→ **PAGE EXTRACT**:
------------------------------------------------
= TAG Body Spray =

Defunct Deodorant Brand

TAG Body Spray was manufactured by TAG Fragrance Company, a subsidiary of Procter & Gamble. It was first released in 2005. From 2005 to 2007, TAG Fragrance Company was part of Global Gillette, until Gillette was bought out by Procter & Gamble and dissolved. In 2016, My Imports USA acquired the TAG brand from Procter & Gamble. My Imports USA planned to launch new TAG items in early 2017. In 2024, TAG returned to shelves at Dollar Tree stores in North America.

==History==
TAG is a re-incarnation of Right Guard Body Spray, released in 2002. Right Guard Body Spray was discontinued after several months due to very low sales. Gillette then spent the next few years trying to find how to successfully market a body spray for teenage boys. As a result of their research, TAG was released in the beginning of 2005. Gillette decided not to include any sign that Gillette manufactured the product on the product itself or in the advertising. It was decided that Gillette's reputation from its other products would detract from the sale of TAG.

==Marketing==
The marketing campaign focuses on what the company describes as the "old man fantasies" of being approached by attractive women. The product's packaging, which is charcoal-grey and depicts silhouettes of women, uses fragrance names evoking success in dating.
------------------------------------------------
→ **WORK REQUIRED**: Rewrite the passage of the TAG Body Spray text that begins with the words "Defunct Deodorant Brand" and ends with "in North America.", substituting "P&G" for every occurrence of "Procter & Gamble".

→ **DATA SHOWN**:
------------------------------------------------
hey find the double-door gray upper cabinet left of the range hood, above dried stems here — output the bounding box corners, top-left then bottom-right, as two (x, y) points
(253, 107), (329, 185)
------------------------------------------------
→ **COMPLETED EXERCISE**:
Defunct Deodorant Brand

TAG Body Spray was manufactured by TAG Fragrance Company, a subsidiary of P&G. It was first released in 2005. From 2005 to 2007, TAG Fragrance Company was part of Global Gillette, until Gillette was bought out by P&G and dissolved. In 2016, My Imports USA acquired the TAG brand from P&G. My Imports USA planned to launch new TAG items in early 2017. In 2024, TAG returned to shelves at Dollar Tree stores in North America.